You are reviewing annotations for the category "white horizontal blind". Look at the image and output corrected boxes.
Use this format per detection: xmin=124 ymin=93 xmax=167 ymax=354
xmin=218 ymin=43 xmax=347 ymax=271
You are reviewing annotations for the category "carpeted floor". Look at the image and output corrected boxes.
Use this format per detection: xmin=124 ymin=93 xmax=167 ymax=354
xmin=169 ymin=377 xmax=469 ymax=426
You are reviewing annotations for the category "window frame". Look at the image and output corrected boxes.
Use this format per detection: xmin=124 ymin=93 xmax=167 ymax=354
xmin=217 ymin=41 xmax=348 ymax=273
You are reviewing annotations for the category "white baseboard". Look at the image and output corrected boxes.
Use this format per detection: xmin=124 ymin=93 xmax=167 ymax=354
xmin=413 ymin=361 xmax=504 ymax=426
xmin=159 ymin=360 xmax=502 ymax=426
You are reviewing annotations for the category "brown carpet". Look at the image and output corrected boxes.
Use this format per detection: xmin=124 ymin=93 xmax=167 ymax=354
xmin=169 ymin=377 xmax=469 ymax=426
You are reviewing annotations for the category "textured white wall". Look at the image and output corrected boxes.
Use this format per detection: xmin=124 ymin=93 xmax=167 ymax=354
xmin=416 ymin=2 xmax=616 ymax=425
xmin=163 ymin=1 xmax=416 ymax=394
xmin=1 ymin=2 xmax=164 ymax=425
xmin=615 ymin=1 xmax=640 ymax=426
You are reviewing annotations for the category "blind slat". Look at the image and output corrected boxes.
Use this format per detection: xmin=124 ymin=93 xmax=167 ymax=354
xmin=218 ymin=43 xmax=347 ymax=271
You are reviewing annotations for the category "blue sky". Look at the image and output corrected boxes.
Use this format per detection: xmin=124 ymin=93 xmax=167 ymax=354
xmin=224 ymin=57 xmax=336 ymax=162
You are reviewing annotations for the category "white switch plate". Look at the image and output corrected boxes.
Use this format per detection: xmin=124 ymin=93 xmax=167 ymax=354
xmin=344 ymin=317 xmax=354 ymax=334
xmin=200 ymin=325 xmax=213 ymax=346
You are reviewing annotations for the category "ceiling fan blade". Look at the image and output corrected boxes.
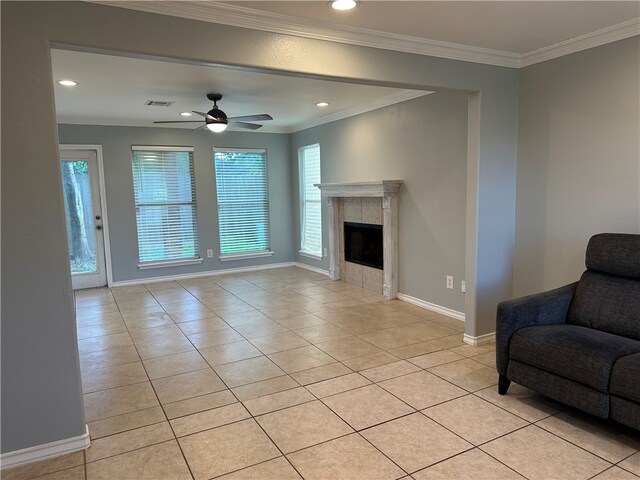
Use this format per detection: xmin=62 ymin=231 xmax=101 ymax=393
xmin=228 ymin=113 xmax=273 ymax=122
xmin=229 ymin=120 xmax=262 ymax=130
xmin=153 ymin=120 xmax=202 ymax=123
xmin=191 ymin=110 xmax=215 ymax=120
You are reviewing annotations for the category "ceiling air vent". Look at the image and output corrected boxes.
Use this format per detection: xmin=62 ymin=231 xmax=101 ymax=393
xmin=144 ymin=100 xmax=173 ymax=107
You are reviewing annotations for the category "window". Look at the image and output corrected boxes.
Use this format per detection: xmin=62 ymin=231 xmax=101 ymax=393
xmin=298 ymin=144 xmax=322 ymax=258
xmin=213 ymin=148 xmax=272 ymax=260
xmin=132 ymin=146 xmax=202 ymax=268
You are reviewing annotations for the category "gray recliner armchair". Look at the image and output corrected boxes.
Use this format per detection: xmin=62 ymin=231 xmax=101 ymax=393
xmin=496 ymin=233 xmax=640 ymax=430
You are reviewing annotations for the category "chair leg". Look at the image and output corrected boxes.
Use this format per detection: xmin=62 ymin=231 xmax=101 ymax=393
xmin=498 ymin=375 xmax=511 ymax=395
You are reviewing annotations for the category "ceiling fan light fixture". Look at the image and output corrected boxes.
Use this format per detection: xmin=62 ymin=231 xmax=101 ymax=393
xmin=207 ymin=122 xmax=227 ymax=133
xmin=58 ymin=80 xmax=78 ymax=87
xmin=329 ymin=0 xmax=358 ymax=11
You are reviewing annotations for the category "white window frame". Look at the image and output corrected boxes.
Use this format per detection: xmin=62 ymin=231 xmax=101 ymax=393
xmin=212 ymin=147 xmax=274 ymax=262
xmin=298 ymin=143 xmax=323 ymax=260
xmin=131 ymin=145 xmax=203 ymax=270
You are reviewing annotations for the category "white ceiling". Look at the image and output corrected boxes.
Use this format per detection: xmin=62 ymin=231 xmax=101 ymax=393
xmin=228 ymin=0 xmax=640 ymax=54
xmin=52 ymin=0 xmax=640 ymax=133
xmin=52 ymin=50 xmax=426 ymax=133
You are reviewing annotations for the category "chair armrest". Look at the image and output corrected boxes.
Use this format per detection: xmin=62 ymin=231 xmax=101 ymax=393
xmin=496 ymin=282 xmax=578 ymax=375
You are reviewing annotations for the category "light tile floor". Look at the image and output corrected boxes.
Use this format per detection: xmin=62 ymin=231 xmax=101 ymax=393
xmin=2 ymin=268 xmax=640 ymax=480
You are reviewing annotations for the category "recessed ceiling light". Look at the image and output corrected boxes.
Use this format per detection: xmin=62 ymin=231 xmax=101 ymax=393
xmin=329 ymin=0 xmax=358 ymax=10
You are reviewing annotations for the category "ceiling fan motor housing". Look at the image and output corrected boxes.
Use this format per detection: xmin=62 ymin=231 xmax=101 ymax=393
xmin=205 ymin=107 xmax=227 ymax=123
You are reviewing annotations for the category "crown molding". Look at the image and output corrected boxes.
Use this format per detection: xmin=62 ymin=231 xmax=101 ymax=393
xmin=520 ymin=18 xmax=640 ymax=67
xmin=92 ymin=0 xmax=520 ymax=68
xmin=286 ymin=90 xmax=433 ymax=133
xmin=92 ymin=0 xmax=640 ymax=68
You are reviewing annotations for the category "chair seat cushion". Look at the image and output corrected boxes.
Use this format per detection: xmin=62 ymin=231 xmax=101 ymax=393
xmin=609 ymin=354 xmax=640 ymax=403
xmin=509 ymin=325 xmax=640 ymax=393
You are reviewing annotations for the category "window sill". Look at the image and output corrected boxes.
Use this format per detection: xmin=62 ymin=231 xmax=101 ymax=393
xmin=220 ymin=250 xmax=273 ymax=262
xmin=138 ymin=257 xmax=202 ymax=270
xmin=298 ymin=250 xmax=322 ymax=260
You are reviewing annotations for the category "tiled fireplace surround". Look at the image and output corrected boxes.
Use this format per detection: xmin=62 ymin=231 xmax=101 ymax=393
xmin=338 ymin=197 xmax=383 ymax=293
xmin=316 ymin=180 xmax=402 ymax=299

........

§ **TASK BRIEF**
Rewrite all of the data above as a Markdown table with the columns "No." and "Text", one row per line numbered in order, leaving out blank lines. Omit the pictures from your answer.

§ **TASK RESPONSE**
| No. | Text |
|---|---|
| 1 | You are reviewing annotations for the category "white horizontal blind". Look at the image and output corrected boxes. |
| 2 | Use this format per detection: xmin=124 ymin=93 xmax=167 ymax=354 |
| 3 | xmin=218 ymin=43 xmax=347 ymax=271 |
| 4 | You are reviewing annotations for the category "carpeted floor". Look at the image and output corrected boxes. |
| 5 | Use this format per detection: xmin=124 ymin=93 xmax=167 ymax=354 |
| 6 | xmin=169 ymin=377 xmax=469 ymax=426 |
| 7 | You are reviewing annotations for the category "window frame". Look at the image and output corrected boxes. |
| 8 | Use this format per detection: xmin=124 ymin=93 xmax=167 ymax=354 |
| 9 | xmin=217 ymin=41 xmax=348 ymax=273 |
| 10 | You are reviewing annotations for the category "white baseboard". Look at the image and output corrected boxes. |
| 11 | Use this format per detection: xmin=124 ymin=93 xmax=167 ymax=354 |
| 12 | xmin=413 ymin=361 xmax=504 ymax=426 |
| 13 | xmin=159 ymin=360 xmax=502 ymax=426 |
| 14 | You are reviewing annotations for the category "brown carpet". Look at the image and output corrected boxes. |
| 15 | Use this format per detection: xmin=124 ymin=93 xmax=167 ymax=354 |
| 16 | xmin=169 ymin=377 xmax=469 ymax=426 |
| 17 | You are reviewing annotations for the category "textured white wall". Look at the image and output corrected boxes. |
| 18 | Use this format per detection: xmin=124 ymin=93 xmax=167 ymax=354 |
| 19 | xmin=416 ymin=2 xmax=616 ymax=425 |
| 20 | xmin=163 ymin=1 xmax=416 ymax=394 |
| 21 | xmin=1 ymin=2 xmax=164 ymax=425 |
| 22 | xmin=615 ymin=1 xmax=640 ymax=426 |
| 23 | You are reviewing annotations for the category "blind slat". Look at the image and output corrected boxes. |
| 24 | Use this format per detection: xmin=124 ymin=93 xmax=167 ymax=354 |
| 25 | xmin=218 ymin=43 xmax=347 ymax=271 |
| 26 | You are reviewing annotations for the category "blue sky". Look at the image and output corrected boxes. |
| 27 | Use this format per detection: xmin=124 ymin=93 xmax=167 ymax=354 |
| 28 | xmin=224 ymin=57 xmax=336 ymax=162 |
| 29 | You are reviewing annotations for the category "white switch plate". Look at the image and output corrected boxes. |
| 30 | Use this format per detection: xmin=124 ymin=93 xmax=167 ymax=354 |
| 31 | xmin=344 ymin=317 xmax=354 ymax=334 |
| 32 | xmin=200 ymin=325 xmax=213 ymax=346 |
| 33 | You are reviewing annotations for the category "ceiling fan blade". Look at the image and output corrected boxes. |
| 34 | Use this format per detection: xmin=62 ymin=231 xmax=101 ymax=393 |
| 35 | xmin=228 ymin=113 xmax=273 ymax=122 |
| 36 | xmin=229 ymin=120 xmax=262 ymax=130 |
| 37 | xmin=153 ymin=120 xmax=202 ymax=123 |
| 38 | xmin=191 ymin=110 xmax=215 ymax=120 |
| 39 | You are reviewing annotations for the category "ceiling air vent". Look at the image and output corrected boxes. |
| 40 | Use this format per detection: xmin=62 ymin=231 xmax=101 ymax=393 |
| 41 | xmin=144 ymin=100 xmax=173 ymax=107 |
| 42 | You are reviewing annotations for the category "window". Look at the image and output corrected boxes. |
| 43 | Use this format per detection: xmin=62 ymin=231 xmax=101 ymax=393 |
| 44 | xmin=298 ymin=144 xmax=322 ymax=258 |
| 45 | xmin=213 ymin=148 xmax=272 ymax=260 |
| 46 | xmin=132 ymin=146 xmax=202 ymax=268 |
| 47 | You are reviewing annotations for the category "gray recliner armchair". Look at the image and output corrected boxes. |
| 48 | Use this format per detection: xmin=62 ymin=231 xmax=101 ymax=393 |
| 49 | xmin=496 ymin=233 xmax=640 ymax=430 |
| 50 | You are reviewing annotations for the category "chair leg". Look at the image and output corrected boxes. |
| 51 | Use this format per detection: xmin=62 ymin=231 xmax=101 ymax=393 |
| 52 | xmin=498 ymin=375 xmax=511 ymax=395 |
| 53 | You are reviewing annotations for the category "ceiling fan light fixture". Look at the image and output corrected boxes. |
| 54 | Use this format per detection: xmin=62 ymin=231 xmax=101 ymax=393 |
| 55 | xmin=207 ymin=122 xmax=227 ymax=133 |
| 56 | xmin=58 ymin=80 xmax=78 ymax=87 |
| 57 | xmin=329 ymin=0 xmax=358 ymax=11 |
| 58 | You are reviewing annotations for the category "white window frame". Look at the image and output corrected boxes. |
| 59 | Use this format per detection: xmin=62 ymin=231 xmax=101 ymax=393 |
| 60 | xmin=212 ymin=147 xmax=274 ymax=262 |
| 61 | xmin=298 ymin=143 xmax=323 ymax=260 |
| 62 | xmin=131 ymin=145 xmax=203 ymax=270 |
| 63 | You are reviewing annotations for the category "white ceiling". Look at the image and output corrected boxes. |
| 64 | Use this format per detection: xmin=62 ymin=231 xmax=101 ymax=393 |
| 65 | xmin=228 ymin=0 xmax=640 ymax=54 |
| 66 | xmin=52 ymin=0 xmax=640 ymax=133 |
| 67 | xmin=52 ymin=50 xmax=426 ymax=133 |
| 68 | You are reviewing annotations for the category "chair armrest". Look at the image and output corrected boxes. |
| 69 | Use this format per detection: xmin=62 ymin=231 xmax=101 ymax=393 |
| 70 | xmin=496 ymin=282 xmax=578 ymax=375 |
| 71 | You are reviewing annotations for the category "light tile floor". Look at the image and output corrected boxes. |
| 72 | Use this format per detection: xmin=62 ymin=231 xmax=101 ymax=393 |
| 73 | xmin=2 ymin=268 xmax=640 ymax=480 |
| 74 | You are reviewing annotations for the category "recessed ceiling light". Look at the image and output corrected boxes. |
| 75 | Use this format per detection: xmin=62 ymin=231 xmax=101 ymax=393 |
| 76 | xmin=329 ymin=0 xmax=358 ymax=10 |
| 77 | You are reviewing annotations for the category "ceiling fan motor housing". Look at the image and output corrected boxes. |
| 78 | Use this format per detection: xmin=62 ymin=231 xmax=101 ymax=393 |
| 79 | xmin=205 ymin=107 xmax=227 ymax=123 |
| 80 | You are reviewing annotations for the category "crown molding". Look at the image and output corrected boxes. |
| 81 | Use this format per detection: xmin=62 ymin=231 xmax=101 ymax=393 |
| 82 | xmin=520 ymin=18 xmax=640 ymax=67 |
| 83 | xmin=92 ymin=0 xmax=520 ymax=68 |
| 84 | xmin=286 ymin=90 xmax=433 ymax=133 |
| 85 | xmin=92 ymin=0 xmax=640 ymax=68 |
| 86 | You are reviewing annotations for the category "chair seat cushion". Look at the image and output corrected boxes. |
| 87 | Use this format per detection: xmin=62 ymin=231 xmax=101 ymax=393 |
| 88 | xmin=609 ymin=354 xmax=640 ymax=403 |
| 89 | xmin=509 ymin=325 xmax=640 ymax=393 |
| 90 | You are reviewing annotations for the category "window sill". Look at the image and output corrected boxes. |
| 91 | Use this format per detection: xmin=62 ymin=231 xmax=101 ymax=393 |
| 92 | xmin=220 ymin=250 xmax=273 ymax=262 |
| 93 | xmin=138 ymin=257 xmax=202 ymax=270 |
| 94 | xmin=298 ymin=250 xmax=322 ymax=260 |
| 95 | You are reviewing annotations for the category "tiled fireplace surround". Look at the image and output corrected boxes. |
| 96 | Use this format per detection: xmin=62 ymin=231 xmax=101 ymax=393 |
| 97 | xmin=338 ymin=197 xmax=383 ymax=293 |
| 98 | xmin=316 ymin=180 xmax=402 ymax=299 |